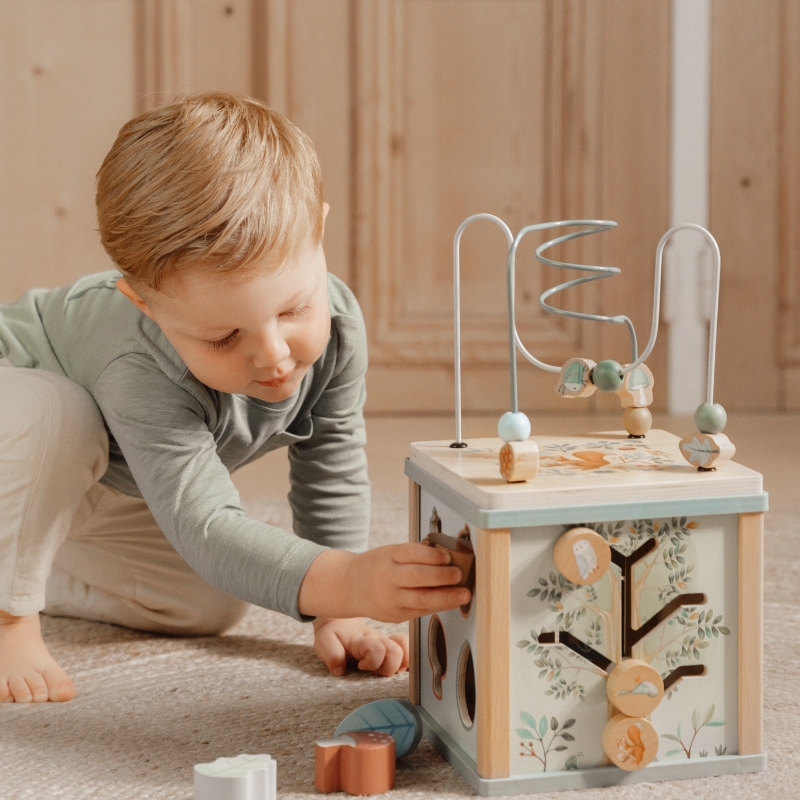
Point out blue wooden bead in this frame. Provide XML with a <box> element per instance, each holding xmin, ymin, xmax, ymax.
<box><xmin>592</xmin><ymin>358</ymin><xmax>625</xmax><ymax>392</ymax></box>
<box><xmin>694</xmin><ymin>403</ymin><xmax>728</xmax><ymax>433</ymax></box>
<box><xmin>497</xmin><ymin>411</ymin><xmax>531</xmax><ymax>442</ymax></box>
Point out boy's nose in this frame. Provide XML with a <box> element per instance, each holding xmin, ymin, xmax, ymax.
<box><xmin>251</xmin><ymin>330</ymin><xmax>291</xmax><ymax>368</ymax></box>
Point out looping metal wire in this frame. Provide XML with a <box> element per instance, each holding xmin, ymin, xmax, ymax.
<box><xmin>453</xmin><ymin>214</ymin><xmax>721</xmax><ymax>445</ymax></box>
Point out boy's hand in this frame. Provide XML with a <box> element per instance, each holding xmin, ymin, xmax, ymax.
<box><xmin>314</xmin><ymin>617</ymin><xmax>408</xmax><ymax>677</ymax></box>
<box><xmin>298</xmin><ymin>543</ymin><xmax>470</xmax><ymax>622</ymax></box>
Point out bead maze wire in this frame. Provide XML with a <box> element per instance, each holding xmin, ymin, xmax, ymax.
<box><xmin>451</xmin><ymin>213</ymin><xmax>721</xmax><ymax>448</ymax></box>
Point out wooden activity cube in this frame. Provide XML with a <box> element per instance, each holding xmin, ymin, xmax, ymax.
<box><xmin>406</xmin><ymin>430</ymin><xmax>767</xmax><ymax>796</ymax></box>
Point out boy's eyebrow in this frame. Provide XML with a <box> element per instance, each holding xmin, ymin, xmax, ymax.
<box><xmin>183</xmin><ymin>281</ymin><xmax>316</xmax><ymax>338</ymax></box>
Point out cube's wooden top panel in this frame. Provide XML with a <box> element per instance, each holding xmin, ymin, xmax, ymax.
<box><xmin>410</xmin><ymin>430</ymin><xmax>763</xmax><ymax>509</ymax></box>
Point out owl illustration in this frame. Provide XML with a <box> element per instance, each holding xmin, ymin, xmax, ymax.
<box><xmin>572</xmin><ymin>539</ymin><xmax>597</xmax><ymax>581</ymax></box>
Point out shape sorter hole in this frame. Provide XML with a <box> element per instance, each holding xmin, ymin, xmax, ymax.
<box><xmin>456</xmin><ymin>642</ymin><xmax>475</xmax><ymax>730</ymax></box>
<box><xmin>428</xmin><ymin>614</ymin><xmax>447</xmax><ymax>700</ymax></box>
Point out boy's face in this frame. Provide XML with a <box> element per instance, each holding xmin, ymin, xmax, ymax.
<box><xmin>117</xmin><ymin>238</ymin><xmax>331</xmax><ymax>403</ymax></box>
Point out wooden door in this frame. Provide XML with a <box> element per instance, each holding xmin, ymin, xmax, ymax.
<box><xmin>0</xmin><ymin>0</ymin><xmax>669</xmax><ymax>412</ymax></box>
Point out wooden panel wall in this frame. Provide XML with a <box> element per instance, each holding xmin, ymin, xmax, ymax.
<box><xmin>0</xmin><ymin>0</ymin><xmax>136</xmax><ymax>302</ymax></box>
<box><xmin>6</xmin><ymin>6</ymin><xmax>800</xmax><ymax>413</ymax></box>
<box><xmin>710</xmin><ymin>0</ymin><xmax>800</xmax><ymax>410</ymax></box>
<box><xmin>355</xmin><ymin>0</ymin><xmax>669</xmax><ymax>413</ymax></box>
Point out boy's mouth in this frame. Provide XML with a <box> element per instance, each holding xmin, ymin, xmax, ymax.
<box><xmin>256</xmin><ymin>370</ymin><xmax>294</xmax><ymax>389</ymax></box>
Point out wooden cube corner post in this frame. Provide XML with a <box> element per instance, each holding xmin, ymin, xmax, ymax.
<box><xmin>406</xmin><ymin>431</ymin><xmax>767</xmax><ymax>796</ymax></box>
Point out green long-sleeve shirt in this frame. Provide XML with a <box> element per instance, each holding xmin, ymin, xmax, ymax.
<box><xmin>0</xmin><ymin>271</ymin><xmax>369</xmax><ymax>619</ymax></box>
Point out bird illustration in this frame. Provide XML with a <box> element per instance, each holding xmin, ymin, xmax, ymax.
<box><xmin>572</xmin><ymin>539</ymin><xmax>597</xmax><ymax>581</ymax></box>
<box><xmin>617</xmin><ymin>681</ymin><xmax>658</xmax><ymax>697</ymax></box>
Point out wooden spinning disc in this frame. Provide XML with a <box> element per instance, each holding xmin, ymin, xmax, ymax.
<box><xmin>606</xmin><ymin>658</ymin><xmax>664</xmax><ymax>717</ymax></box>
<box><xmin>603</xmin><ymin>714</ymin><xmax>658</xmax><ymax>772</ymax></box>
<box><xmin>553</xmin><ymin>528</ymin><xmax>611</xmax><ymax>586</ymax></box>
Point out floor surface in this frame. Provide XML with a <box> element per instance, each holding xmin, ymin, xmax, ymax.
<box><xmin>0</xmin><ymin>415</ymin><xmax>800</xmax><ymax>800</ymax></box>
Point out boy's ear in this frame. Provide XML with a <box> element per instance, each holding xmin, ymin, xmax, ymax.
<box><xmin>117</xmin><ymin>278</ymin><xmax>153</xmax><ymax>319</ymax></box>
<box><xmin>322</xmin><ymin>203</ymin><xmax>331</xmax><ymax>237</ymax></box>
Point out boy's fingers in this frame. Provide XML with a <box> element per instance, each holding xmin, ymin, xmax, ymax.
<box><xmin>353</xmin><ymin>636</ymin><xmax>406</xmax><ymax>678</ymax></box>
<box><xmin>374</xmin><ymin>639</ymin><xmax>403</xmax><ymax>678</ymax></box>
<box><xmin>350</xmin><ymin>636</ymin><xmax>386</xmax><ymax>672</ymax></box>
<box><xmin>401</xmin><ymin>587</ymin><xmax>472</xmax><ymax>617</ymax></box>
<box><xmin>314</xmin><ymin>633</ymin><xmax>347</xmax><ymax>678</ymax></box>
<box><xmin>397</xmin><ymin>564</ymin><xmax>462</xmax><ymax>589</ymax></box>
<box><xmin>392</xmin><ymin>542</ymin><xmax>453</xmax><ymax>566</ymax></box>
<box><xmin>389</xmin><ymin>633</ymin><xmax>408</xmax><ymax>672</ymax></box>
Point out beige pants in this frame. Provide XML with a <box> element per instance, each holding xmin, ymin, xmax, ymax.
<box><xmin>0</xmin><ymin>360</ymin><xmax>248</xmax><ymax>635</ymax></box>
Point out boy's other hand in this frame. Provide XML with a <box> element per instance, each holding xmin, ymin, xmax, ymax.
<box><xmin>298</xmin><ymin>543</ymin><xmax>470</xmax><ymax>622</ymax></box>
<box><xmin>314</xmin><ymin>617</ymin><xmax>408</xmax><ymax>677</ymax></box>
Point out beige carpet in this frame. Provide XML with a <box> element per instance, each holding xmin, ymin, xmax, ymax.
<box><xmin>0</xmin><ymin>494</ymin><xmax>800</xmax><ymax>800</ymax></box>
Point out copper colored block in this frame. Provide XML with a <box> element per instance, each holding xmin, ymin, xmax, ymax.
<box><xmin>314</xmin><ymin>731</ymin><xmax>395</xmax><ymax>795</ymax></box>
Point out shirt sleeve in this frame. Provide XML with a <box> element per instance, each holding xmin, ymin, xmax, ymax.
<box><xmin>289</xmin><ymin>315</ymin><xmax>370</xmax><ymax>552</ymax></box>
<box><xmin>92</xmin><ymin>354</ymin><xmax>325</xmax><ymax>620</ymax></box>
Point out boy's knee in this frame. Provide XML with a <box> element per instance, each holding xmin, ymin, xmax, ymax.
<box><xmin>175</xmin><ymin>592</ymin><xmax>250</xmax><ymax>636</ymax></box>
<box><xmin>0</xmin><ymin>368</ymin><xmax>108</xmax><ymax>480</ymax></box>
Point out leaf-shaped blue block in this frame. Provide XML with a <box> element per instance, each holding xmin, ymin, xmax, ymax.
<box><xmin>334</xmin><ymin>699</ymin><xmax>422</xmax><ymax>758</ymax></box>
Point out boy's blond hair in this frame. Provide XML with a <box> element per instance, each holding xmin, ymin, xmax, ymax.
<box><xmin>96</xmin><ymin>92</ymin><xmax>323</xmax><ymax>291</ymax></box>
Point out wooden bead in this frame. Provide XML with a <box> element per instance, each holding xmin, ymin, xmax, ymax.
<box><xmin>497</xmin><ymin>411</ymin><xmax>531</xmax><ymax>442</ymax></box>
<box><xmin>602</xmin><ymin>714</ymin><xmax>658</xmax><ymax>772</ymax></box>
<box><xmin>680</xmin><ymin>433</ymin><xmax>736</xmax><ymax>469</ymax></box>
<box><xmin>622</xmin><ymin>406</ymin><xmax>653</xmax><ymax>436</ymax></box>
<box><xmin>694</xmin><ymin>403</ymin><xmax>728</xmax><ymax>433</ymax></box>
<box><xmin>553</xmin><ymin>528</ymin><xmax>611</xmax><ymax>586</ymax></box>
<box><xmin>606</xmin><ymin>658</ymin><xmax>664</xmax><ymax>717</ymax></box>
<box><xmin>556</xmin><ymin>358</ymin><xmax>597</xmax><ymax>397</ymax></box>
<box><xmin>500</xmin><ymin>439</ymin><xmax>539</xmax><ymax>483</ymax></box>
<box><xmin>616</xmin><ymin>364</ymin><xmax>653</xmax><ymax>408</ymax></box>
<box><xmin>592</xmin><ymin>358</ymin><xmax>625</xmax><ymax>392</ymax></box>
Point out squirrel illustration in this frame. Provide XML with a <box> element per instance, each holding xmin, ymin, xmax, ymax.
<box><xmin>617</xmin><ymin>725</ymin><xmax>644</xmax><ymax>767</ymax></box>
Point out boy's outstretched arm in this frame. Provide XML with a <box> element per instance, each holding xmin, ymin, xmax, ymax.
<box><xmin>298</xmin><ymin>543</ymin><xmax>470</xmax><ymax>622</ymax></box>
<box><xmin>298</xmin><ymin>544</ymin><xmax>470</xmax><ymax>676</ymax></box>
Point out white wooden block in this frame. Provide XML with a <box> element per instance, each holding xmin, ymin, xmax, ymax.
<box><xmin>556</xmin><ymin>358</ymin><xmax>597</xmax><ymax>397</ymax></box>
<box><xmin>616</xmin><ymin>364</ymin><xmax>653</xmax><ymax>408</ymax></box>
<box><xmin>194</xmin><ymin>753</ymin><xmax>278</xmax><ymax>800</ymax></box>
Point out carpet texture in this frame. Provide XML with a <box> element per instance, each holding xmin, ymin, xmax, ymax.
<box><xmin>0</xmin><ymin>494</ymin><xmax>800</xmax><ymax>800</ymax></box>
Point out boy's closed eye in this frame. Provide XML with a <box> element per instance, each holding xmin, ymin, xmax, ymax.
<box><xmin>206</xmin><ymin>328</ymin><xmax>239</xmax><ymax>350</ymax></box>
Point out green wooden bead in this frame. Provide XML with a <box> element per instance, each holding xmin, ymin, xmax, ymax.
<box><xmin>694</xmin><ymin>403</ymin><xmax>728</xmax><ymax>433</ymax></box>
<box><xmin>592</xmin><ymin>359</ymin><xmax>625</xmax><ymax>392</ymax></box>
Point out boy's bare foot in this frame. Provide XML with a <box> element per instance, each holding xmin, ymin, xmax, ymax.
<box><xmin>0</xmin><ymin>611</ymin><xmax>75</xmax><ymax>703</ymax></box>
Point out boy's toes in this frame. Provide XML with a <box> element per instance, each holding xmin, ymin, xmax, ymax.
<box><xmin>8</xmin><ymin>675</ymin><xmax>33</xmax><ymax>703</ymax></box>
<box><xmin>44</xmin><ymin>668</ymin><xmax>75</xmax><ymax>703</ymax></box>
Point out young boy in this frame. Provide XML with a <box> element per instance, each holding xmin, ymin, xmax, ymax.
<box><xmin>0</xmin><ymin>93</ymin><xmax>469</xmax><ymax>702</ymax></box>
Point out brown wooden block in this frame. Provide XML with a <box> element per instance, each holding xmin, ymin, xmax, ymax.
<box><xmin>602</xmin><ymin>714</ymin><xmax>658</xmax><ymax>772</ymax></box>
<box><xmin>422</xmin><ymin>526</ymin><xmax>475</xmax><ymax>591</ymax></box>
<box><xmin>622</xmin><ymin>406</ymin><xmax>653</xmax><ymax>436</ymax></box>
<box><xmin>553</xmin><ymin>528</ymin><xmax>611</xmax><ymax>586</ymax></box>
<box><xmin>680</xmin><ymin>433</ymin><xmax>736</xmax><ymax>469</ymax></box>
<box><xmin>606</xmin><ymin>658</ymin><xmax>664</xmax><ymax>717</ymax></box>
<box><xmin>500</xmin><ymin>439</ymin><xmax>539</xmax><ymax>483</ymax></box>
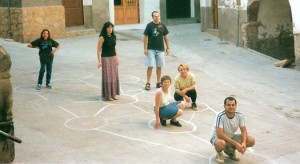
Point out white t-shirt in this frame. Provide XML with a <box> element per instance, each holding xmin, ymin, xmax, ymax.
<box><xmin>154</xmin><ymin>87</ymin><xmax>174</xmax><ymax>107</ymax></box>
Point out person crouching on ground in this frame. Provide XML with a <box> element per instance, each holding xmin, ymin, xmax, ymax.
<box><xmin>154</xmin><ymin>75</ymin><xmax>185</xmax><ymax>129</ymax></box>
<box><xmin>210</xmin><ymin>97</ymin><xmax>255</xmax><ymax>163</ymax></box>
<box><xmin>174</xmin><ymin>64</ymin><xmax>197</xmax><ymax>110</ymax></box>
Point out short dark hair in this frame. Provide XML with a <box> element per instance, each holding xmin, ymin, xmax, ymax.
<box><xmin>41</xmin><ymin>29</ymin><xmax>51</xmax><ymax>39</ymax></box>
<box><xmin>151</xmin><ymin>11</ymin><xmax>159</xmax><ymax>17</ymax></box>
<box><xmin>177</xmin><ymin>64</ymin><xmax>190</xmax><ymax>72</ymax></box>
<box><xmin>160</xmin><ymin>75</ymin><xmax>172</xmax><ymax>83</ymax></box>
<box><xmin>100</xmin><ymin>22</ymin><xmax>115</xmax><ymax>37</ymax></box>
<box><xmin>224</xmin><ymin>96</ymin><xmax>237</xmax><ymax>105</ymax></box>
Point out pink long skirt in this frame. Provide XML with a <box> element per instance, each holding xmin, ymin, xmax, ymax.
<box><xmin>101</xmin><ymin>56</ymin><xmax>120</xmax><ymax>99</ymax></box>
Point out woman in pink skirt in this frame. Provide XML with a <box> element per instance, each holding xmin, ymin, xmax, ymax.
<box><xmin>97</xmin><ymin>22</ymin><xmax>120</xmax><ymax>101</ymax></box>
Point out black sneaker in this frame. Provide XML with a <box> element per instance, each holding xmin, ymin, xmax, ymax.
<box><xmin>160</xmin><ymin>118</ymin><xmax>167</xmax><ymax>126</ymax></box>
<box><xmin>156</xmin><ymin>83</ymin><xmax>161</xmax><ymax>88</ymax></box>
<box><xmin>170</xmin><ymin>119</ymin><xmax>182</xmax><ymax>127</ymax></box>
<box><xmin>192</xmin><ymin>102</ymin><xmax>197</xmax><ymax>110</ymax></box>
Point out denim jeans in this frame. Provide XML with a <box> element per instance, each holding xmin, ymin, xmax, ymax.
<box><xmin>38</xmin><ymin>59</ymin><xmax>53</xmax><ymax>85</ymax></box>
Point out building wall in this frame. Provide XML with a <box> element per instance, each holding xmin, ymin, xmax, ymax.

▶ _STATED GOAL_: Copy only the stretch running from the line containing "Point out denim" to the final line of the entries, both ends included, exactly as it stands.

▶ _EXERCISE RESPONSE_:
Point out denim jeans in this frame. Provide XML with a <box> element per instance, each holding xmin, ymin, xmax, ymax.
<box><xmin>38</xmin><ymin>59</ymin><xmax>53</xmax><ymax>85</ymax></box>
Point out building wall in this frame. Provide XML with a <box> element per instance, each holding xmin, ymin, xmax, ymax.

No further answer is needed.